* Task to complete:
Without any pictures, restate the full set of records below exactly.

* Image point grounding data:
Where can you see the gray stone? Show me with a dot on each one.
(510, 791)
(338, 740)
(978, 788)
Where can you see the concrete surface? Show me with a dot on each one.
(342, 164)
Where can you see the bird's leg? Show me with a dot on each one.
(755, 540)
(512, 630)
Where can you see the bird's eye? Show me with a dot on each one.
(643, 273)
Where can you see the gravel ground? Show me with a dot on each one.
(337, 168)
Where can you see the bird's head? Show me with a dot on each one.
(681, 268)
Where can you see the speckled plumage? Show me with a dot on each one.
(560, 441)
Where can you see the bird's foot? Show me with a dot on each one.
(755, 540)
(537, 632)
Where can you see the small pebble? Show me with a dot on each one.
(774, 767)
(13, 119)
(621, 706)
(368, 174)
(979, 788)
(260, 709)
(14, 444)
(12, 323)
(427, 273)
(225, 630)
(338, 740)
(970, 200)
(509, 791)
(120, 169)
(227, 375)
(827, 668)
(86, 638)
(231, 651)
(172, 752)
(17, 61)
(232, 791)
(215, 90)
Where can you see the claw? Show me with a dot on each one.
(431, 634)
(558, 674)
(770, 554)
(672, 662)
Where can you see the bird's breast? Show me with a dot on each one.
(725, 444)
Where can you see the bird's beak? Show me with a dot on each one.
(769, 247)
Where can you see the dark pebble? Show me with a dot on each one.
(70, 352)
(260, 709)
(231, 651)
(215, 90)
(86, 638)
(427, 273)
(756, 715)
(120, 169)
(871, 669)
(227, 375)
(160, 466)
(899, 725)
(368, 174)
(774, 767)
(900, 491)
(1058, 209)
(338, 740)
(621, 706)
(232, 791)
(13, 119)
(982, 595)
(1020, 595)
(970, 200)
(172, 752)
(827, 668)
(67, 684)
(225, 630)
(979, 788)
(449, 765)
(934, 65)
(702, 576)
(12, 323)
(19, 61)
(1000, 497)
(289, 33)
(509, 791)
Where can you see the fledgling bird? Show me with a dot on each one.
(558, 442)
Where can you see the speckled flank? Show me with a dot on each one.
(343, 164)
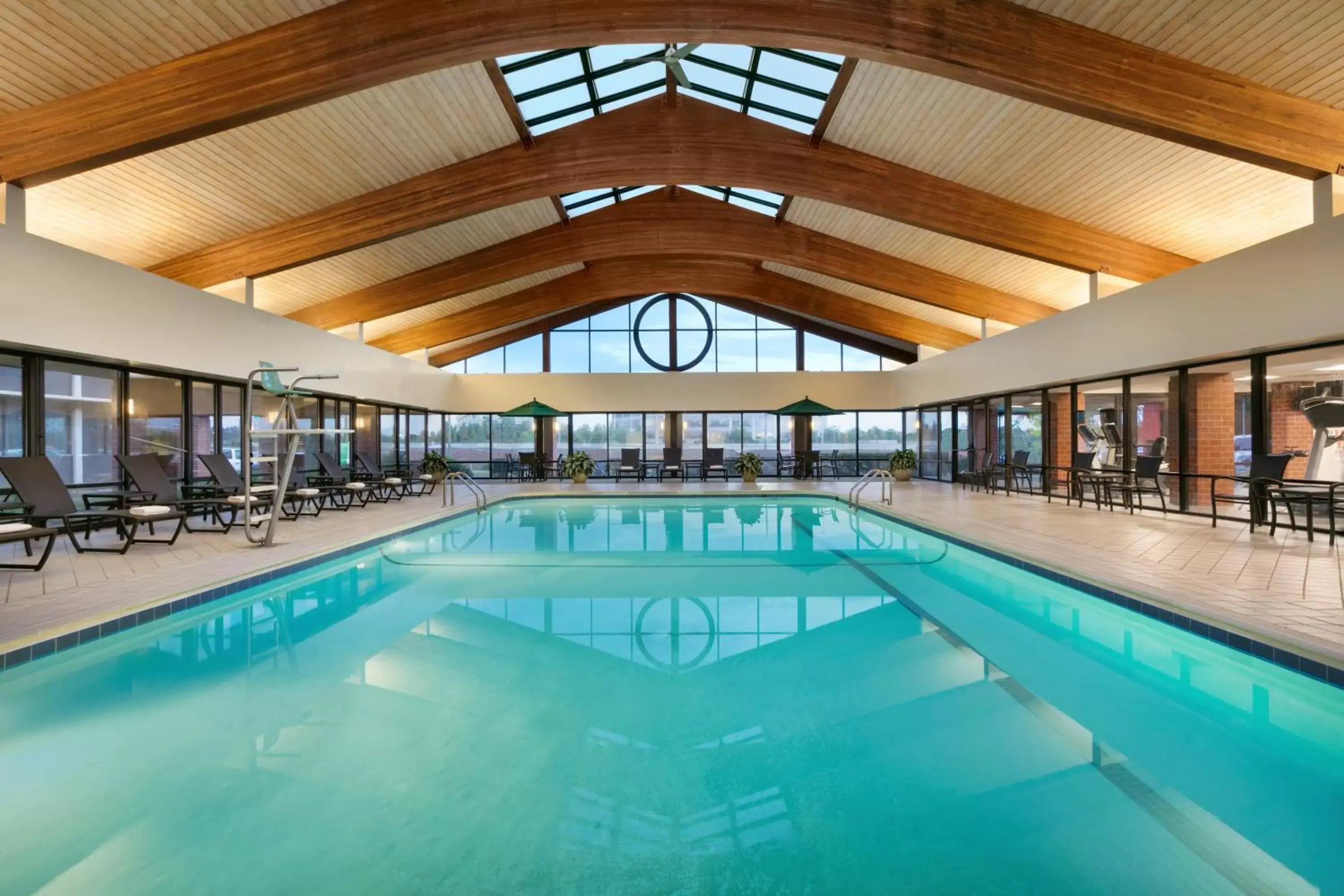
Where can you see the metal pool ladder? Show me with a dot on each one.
(478, 493)
(881, 476)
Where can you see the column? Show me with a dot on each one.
(1327, 198)
(15, 207)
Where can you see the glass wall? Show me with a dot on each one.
(232, 425)
(11, 408)
(202, 426)
(1026, 431)
(82, 422)
(881, 433)
(154, 420)
(1295, 386)
(470, 441)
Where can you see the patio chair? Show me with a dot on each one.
(386, 487)
(39, 487)
(1266, 470)
(1143, 480)
(17, 526)
(714, 465)
(629, 465)
(671, 464)
(346, 491)
(147, 474)
(228, 482)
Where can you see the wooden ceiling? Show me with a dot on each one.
(363, 164)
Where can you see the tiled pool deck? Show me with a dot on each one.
(1283, 591)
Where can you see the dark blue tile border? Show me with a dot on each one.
(190, 602)
(1279, 656)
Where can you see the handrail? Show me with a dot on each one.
(883, 476)
(478, 492)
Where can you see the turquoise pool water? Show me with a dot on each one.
(681, 698)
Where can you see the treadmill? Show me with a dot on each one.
(1326, 414)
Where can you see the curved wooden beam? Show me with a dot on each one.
(779, 316)
(361, 43)
(682, 225)
(631, 277)
(694, 143)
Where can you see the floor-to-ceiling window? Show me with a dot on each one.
(82, 422)
(11, 408)
(881, 433)
(470, 441)
(154, 420)
(202, 426)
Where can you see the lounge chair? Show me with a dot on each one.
(714, 465)
(629, 465)
(147, 474)
(385, 487)
(671, 464)
(228, 482)
(39, 487)
(345, 489)
(17, 526)
(1266, 470)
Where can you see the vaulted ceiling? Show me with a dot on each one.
(449, 172)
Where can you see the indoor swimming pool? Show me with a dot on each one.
(685, 696)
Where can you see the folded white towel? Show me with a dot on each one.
(150, 509)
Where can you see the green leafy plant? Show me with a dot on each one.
(748, 464)
(435, 464)
(902, 460)
(578, 464)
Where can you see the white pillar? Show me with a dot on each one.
(1327, 198)
(15, 207)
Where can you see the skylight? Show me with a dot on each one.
(560, 88)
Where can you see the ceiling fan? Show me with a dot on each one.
(672, 58)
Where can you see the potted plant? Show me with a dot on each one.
(436, 465)
(578, 466)
(748, 465)
(902, 465)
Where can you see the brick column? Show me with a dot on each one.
(1288, 426)
(1211, 425)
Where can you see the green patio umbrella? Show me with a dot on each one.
(535, 410)
(807, 408)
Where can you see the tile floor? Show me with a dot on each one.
(1283, 590)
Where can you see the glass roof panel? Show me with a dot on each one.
(558, 88)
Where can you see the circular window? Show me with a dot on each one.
(666, 314)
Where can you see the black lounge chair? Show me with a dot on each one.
(385, 487)
(1143, 480)
(147, 474)
(671, 464)
(714, 465)
(345, 491)
(228, 484)
(17, 524)
(1266, 470)
(38, 485)
(629, 465)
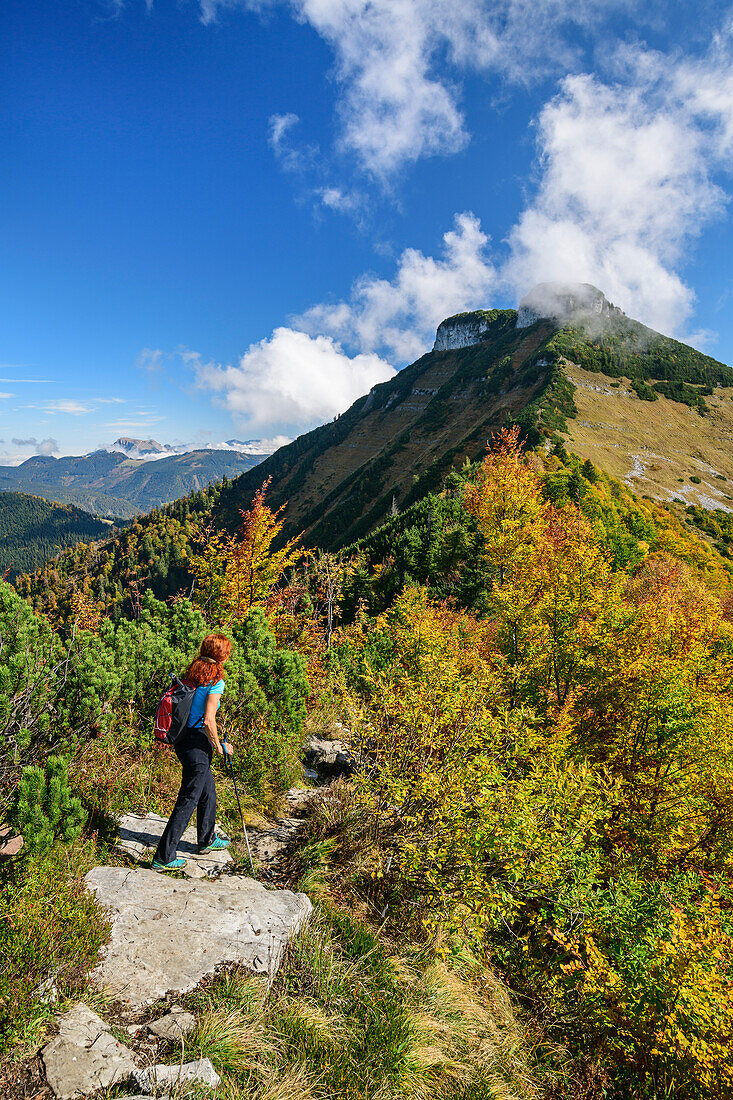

* Output:
Where can you see the gray stone? Show me with a dot on each one.
(510, 791)
(338, 740)
(978, 788)
Where can you see the concrete surface? Show me with a dot on each one.
(342, 164)
Where can you see the bird's leg? Show me with a dot on each one.
(755, 540)
(512, 630)
Where can you see the bird's eye? Show me with a dot on each one.
(643, 273)
Where can you see the gravel ground? Show me with a dot on each one.
(337, 168)
Where can you see the bird's head? Show me with a dot on each one.
(681, 268)
Where can you see the speckled plumage? Show me with a dot on each one.
(560, 441)
Where can you see the bird's foot? Show me with a dot on each one.
(755, 540)
(537, 632)
Where can you see the small pebble? Show me with a dot on each one.
(774, 767)
(13, 119)
(621, 706)
(368, 174)
(979, 788)
(260, 709)
(14, 444)
(12, 323)
(427, 273)
(225, 630)
(338, 740)
(970, 200)
(509, 791)
(120, 169)
(227, 375)
(827, 668)
(86, 638)
(231, 651)
(172, 752)
(17, 61)
(232, 791)
(215, 90)
Where can you see the claw? Show me with a dot on each one.
(431, 634)
(558, 674)
(770, 554)
(672, 662)
Where can you see the bird's breast? Show me with a dot on each one.
(725, 444)
Where can you see the bird's beak? Show me with a dot on each one.
(769, 247)
Where can you see the dark pebble? Show me with a dot on each one.
(70, 352)
(260, 709)
(231, 651)
(215, 90)
(86, 638)
(427, 273)
(756, 715)
(120, 169)
(871, 669)
(227, 375)
(160, 466)
(899, 725)
(368, 174)
(774, 767)
(900, 491)
(1058, 209)
(338, 740)
(621, 706)
(232, 791)
(13, 119)
(982, 595)
(1020, 595)
(970, 200)
(172, 752)
(827, 668)
(67, 684)
(225, 630)
(979, 788)
(449, 765)
(934, 65)
(702, 576)
(12, 323)
(19, 61)
(1000, 497)
(289, 33)
(509, 791)
Where can you see the fledgling bird? Show me with a dot on each one.
(558, 442)
Where can you see the speckled flank? Show me with a dot on each one.
(343, 164)
Where can you see the metal pool ladder? Show me with a dot on each one.
(478, 493)
(881, 476)
Where can you see the column? Show me with a dot on each one.
(1327, 198)
(15, 207)
Where can you see the glass wall? Show me with a dot on each one.
(232, 425)
(11, 408)
(202, 426)
(1026, 431)
(82, 422)
(881, 433)
(154, 420)
(1295, 386)
(470, 441)
Where can you see the patio chair? Show me with a dot on each one.
(386, 487)
(39, 487)
(1266, 470)
(1143, 480)
(17, 526)
(714, 465)
(629, 465)
(671, 464)
(346, 491)
(147, 474)
(228, 482)
Where can you see the wooden ceiling? Show me with a dot on each one.
(363, 164)
Where can you see the tiled pool deck? Show me with a dot on each one.
(1283, 591)
Where can you see the dark blue tile border? Show me with a dot on each one.
(190, 602)
(1279, 656)
Where can you see the handrail? Show me with a dot on each one.
(883, 476)
(478, 492)
Where can you see the turquoise pool water? Show me with a dot on each one.
(681, 698)
Where can you see the treadmill? Show me with a dot on each one.
(1326, 414)
Where can you see the curved wooden beam? Show me with a dot on each one.
(779, 316)
(361, 43)
(682, 225)
(631, 277)
(694, 143)
Where can you see the floor-to-ceiling window? Show me with a dot on each one.
(82, 422)
(11, 408)
(881, 433)
(470, 441)
(154, 420)
(202, 426)
Where can you see the lounge chair? Show me with a dot on each one.
(714, 465)
(629, 465)
(147, 474)
(385, 487)
(671, 464)
(228, 482)
(39, 487)
(345, 489)
(17, 526)
(1266, 470)
Where can you see the vaulted ceiling? Show me with a dot on each one.
(449, 172)
Where can you see the indoor swimming pool? Show me with a dot on each one.
(685, 696)
Where can you see the folded white towel? Show me with a dot on each one.
(150, 509)
Where can you see the green leafy plant? Show me with a dot on each one.
(748, 464)
(435, 464)
(902, 460)
(578, 464)
Where can you see the white pillar? Show me with a dot on each one.
(1327, 198)
(15, 207)
Where can you see the skylight? Show me with a dot on each one.
(560, 88)
Where can you see the ceiling fan? Show me with a dot on each one.
(672, 58)
Where can you see the potted plant? Show me with a dot on each one.
(436, 465)
(578, 466)
(748, 465)
(902, 465)
Where can you see the brick column? Show me with a dot on each one.
(1288, 426)
(1211, 425)
Where can you see the green patio umbrella? Show me with a dot on each one.
(535, 410)
(807, 408)
Where can you see the tile floor? Show me with a dot on each one.
(1283, 590)
Where can you see the glass roof panel? Show me with a dot on each one.
(558, 88)
Where can you see the circular window? Show me with a dot on each one.
(666, 314)
Where can you see the black lounge chair? Show me with a dot on each one.
(385, 487)
(1143, 480)
(147, 474)
(671, 464)
(714, 465)
(345, 491)
(228, 484)
(17, 524)
(1266, 470)
(38, 485)
(629, 465)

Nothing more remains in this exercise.